WORK TO BE COMPLETED »
Revise the records from the line containing "like [192, 52]." through the line containing "[1264, 346]", inclusive, replacing every "turning-movement study" with "pedestrian-flow study" and leaving everything else unchanged. Give back only those lines.
- - -
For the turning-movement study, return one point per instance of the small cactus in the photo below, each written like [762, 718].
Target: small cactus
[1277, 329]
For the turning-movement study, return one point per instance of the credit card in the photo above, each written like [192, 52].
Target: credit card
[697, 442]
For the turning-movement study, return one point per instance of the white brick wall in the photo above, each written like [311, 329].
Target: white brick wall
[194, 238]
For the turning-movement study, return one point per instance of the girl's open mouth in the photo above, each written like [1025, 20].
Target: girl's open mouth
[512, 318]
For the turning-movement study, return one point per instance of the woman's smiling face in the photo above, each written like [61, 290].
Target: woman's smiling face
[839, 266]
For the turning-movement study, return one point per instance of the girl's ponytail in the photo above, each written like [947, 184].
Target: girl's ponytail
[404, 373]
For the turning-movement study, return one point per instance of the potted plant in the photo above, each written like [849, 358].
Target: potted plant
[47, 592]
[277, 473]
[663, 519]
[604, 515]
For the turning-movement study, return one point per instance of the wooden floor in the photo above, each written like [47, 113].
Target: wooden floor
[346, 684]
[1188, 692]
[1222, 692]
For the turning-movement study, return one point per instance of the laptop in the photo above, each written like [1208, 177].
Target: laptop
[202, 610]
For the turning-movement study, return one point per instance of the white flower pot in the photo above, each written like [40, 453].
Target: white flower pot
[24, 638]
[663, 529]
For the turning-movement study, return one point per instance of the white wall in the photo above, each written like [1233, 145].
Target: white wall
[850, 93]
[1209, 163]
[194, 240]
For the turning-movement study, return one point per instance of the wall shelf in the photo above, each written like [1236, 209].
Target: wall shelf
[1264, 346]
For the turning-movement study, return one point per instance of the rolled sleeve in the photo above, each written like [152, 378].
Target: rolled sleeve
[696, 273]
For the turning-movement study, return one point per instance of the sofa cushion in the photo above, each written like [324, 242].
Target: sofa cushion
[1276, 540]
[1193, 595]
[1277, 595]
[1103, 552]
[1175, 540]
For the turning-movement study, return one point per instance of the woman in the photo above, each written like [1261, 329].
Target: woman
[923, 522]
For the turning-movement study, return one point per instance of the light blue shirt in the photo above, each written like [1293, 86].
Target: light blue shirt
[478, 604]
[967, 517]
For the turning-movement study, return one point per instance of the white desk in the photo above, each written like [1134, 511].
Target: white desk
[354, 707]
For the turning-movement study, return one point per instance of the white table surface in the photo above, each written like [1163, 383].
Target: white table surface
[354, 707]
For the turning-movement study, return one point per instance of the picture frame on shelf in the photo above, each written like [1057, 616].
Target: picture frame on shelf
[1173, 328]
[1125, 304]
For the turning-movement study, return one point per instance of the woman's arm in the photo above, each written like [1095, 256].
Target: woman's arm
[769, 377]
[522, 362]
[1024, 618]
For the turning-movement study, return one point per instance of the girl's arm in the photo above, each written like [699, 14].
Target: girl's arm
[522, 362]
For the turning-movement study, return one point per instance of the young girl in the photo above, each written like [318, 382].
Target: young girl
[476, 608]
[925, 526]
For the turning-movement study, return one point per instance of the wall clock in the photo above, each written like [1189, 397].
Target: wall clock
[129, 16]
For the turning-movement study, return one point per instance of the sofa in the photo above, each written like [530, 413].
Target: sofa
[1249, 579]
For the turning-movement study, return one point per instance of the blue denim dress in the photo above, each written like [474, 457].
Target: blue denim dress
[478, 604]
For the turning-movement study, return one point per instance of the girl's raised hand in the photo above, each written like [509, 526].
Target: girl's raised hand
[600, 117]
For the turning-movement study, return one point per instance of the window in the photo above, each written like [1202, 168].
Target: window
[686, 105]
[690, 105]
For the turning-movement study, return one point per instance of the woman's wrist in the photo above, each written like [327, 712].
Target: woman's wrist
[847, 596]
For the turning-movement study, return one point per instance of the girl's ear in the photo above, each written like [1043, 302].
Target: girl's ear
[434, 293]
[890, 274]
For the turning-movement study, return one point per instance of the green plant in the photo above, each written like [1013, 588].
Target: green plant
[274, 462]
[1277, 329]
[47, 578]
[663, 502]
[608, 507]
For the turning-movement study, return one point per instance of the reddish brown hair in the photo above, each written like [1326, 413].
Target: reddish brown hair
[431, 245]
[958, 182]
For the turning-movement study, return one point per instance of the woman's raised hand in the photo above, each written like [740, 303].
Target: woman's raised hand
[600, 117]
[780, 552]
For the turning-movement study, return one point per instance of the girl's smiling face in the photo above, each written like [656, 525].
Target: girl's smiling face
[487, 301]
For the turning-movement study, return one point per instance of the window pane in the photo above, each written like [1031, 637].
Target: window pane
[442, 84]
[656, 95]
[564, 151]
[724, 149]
- - -
FINAL ANSWER »
For the pedestrian-flow study, return one point per instance of the credit card in the photo above, each written like [192, 52].
Target: credit card
[697, 442]
For the pedestrian-flow study, return one point per instance of the white brick wall in the photo above, each written like [311, 329].
Target: white brick wall
[194, 238]
For the pedestrian-flow study, return one point per instance of the girl's open mouth in the photo above, each written like [1025, 20].
Target: girl's open mouth
[512, 318]
For the pedestrian-flow study, return one point per instance of the woman's smiling face in the photo above, each written like [61, 290].
Target: woman's smiling face
[839, 266]
For the pedestrian-flow study, return one point per instance of the girl's ponytail in the photo above, each written like [947, 184].
Target: girl's ponytail
[404, 373]
For the pedestrian-flow study, return one point per instance of the potted plant in the photo above, each written like [849, 358].
Target: potted plant
[47, 592]
[277, 473]
[663, 519]
[604, 515]
For the pedestrian-flow study, return one point per instance of the wooden floor in the photo above, each written like [47, 113].
Target: wooden floor
[346, 684]
[1188, 692]
[1222, 692]
For the pedestrian-flow study, return one point per instance of the laptop in the photo above, each written like [1208, 177].
Target: laptop
[202, 610]
For the pedestrian-flow study, return one point per instance of the white flower pot in the photo above, each written like [40, 453].
Target: white flower pot
[24, 638]
[663, 529]
For the pedestrian-flow study, return one point per instance of the white wall in the photo above, each written like [1233, 145].
Target: white wall
[850, 93]
[1209, 163]
[194, 240]
For the pedestrian-flow study, return one point per instance of the wall shelf in the photo above, each written like [1236, 209].
Target: wall shelf
[1264, 346]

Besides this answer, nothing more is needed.